§ **To do**: Only the lines with the string "this" are needed; return each of them from the entries below.

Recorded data
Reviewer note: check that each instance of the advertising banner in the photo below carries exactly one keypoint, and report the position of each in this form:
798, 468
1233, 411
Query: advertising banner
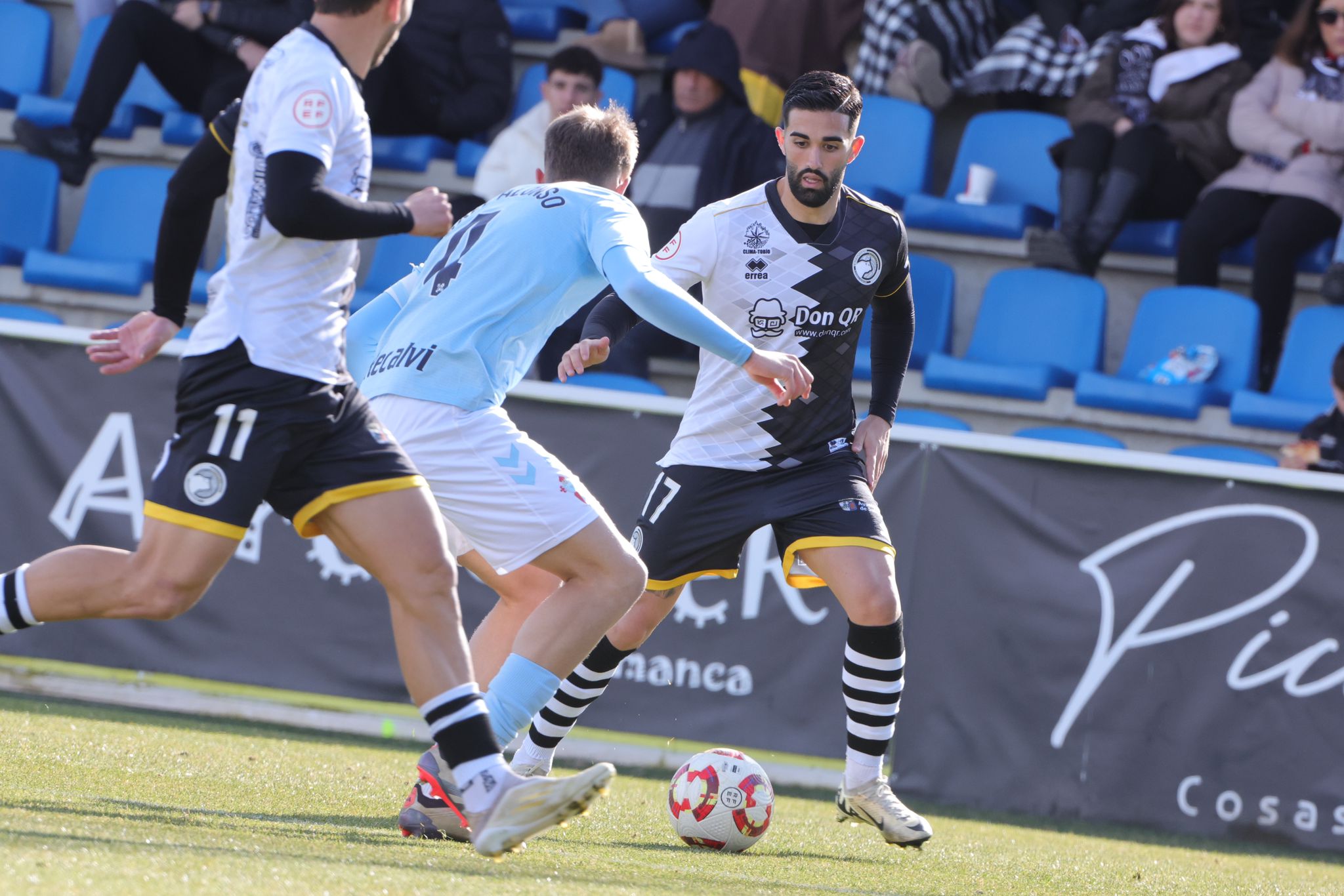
1085, 641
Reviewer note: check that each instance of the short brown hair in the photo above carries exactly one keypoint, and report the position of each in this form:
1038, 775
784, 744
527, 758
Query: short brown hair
591, 144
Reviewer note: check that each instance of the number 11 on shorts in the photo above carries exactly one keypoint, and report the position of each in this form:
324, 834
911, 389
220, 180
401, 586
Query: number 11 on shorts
674, 487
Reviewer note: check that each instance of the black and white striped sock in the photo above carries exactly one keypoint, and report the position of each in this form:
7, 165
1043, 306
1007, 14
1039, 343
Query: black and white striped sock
461, 727
874, 676
15, 613
576, 693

§ **Answer area**:
Reviewer note: check that each instance of the advertising banner in the photo below carries exactly one keypoint, and report the position of each in this form:
Reviewer note: check that each instance of the short brown hair in the photo above carries exactly one keypoint, and report the position of each in this form:
Reviewer note: check that each instance of the number 11 on shorts in the photo above carries exactly one keypoint, and report the position of each in this form:
Reviewer note: check that each instance of the black and white striped sock in the photo above carries exactly one keypoint, and report the position of each in this form:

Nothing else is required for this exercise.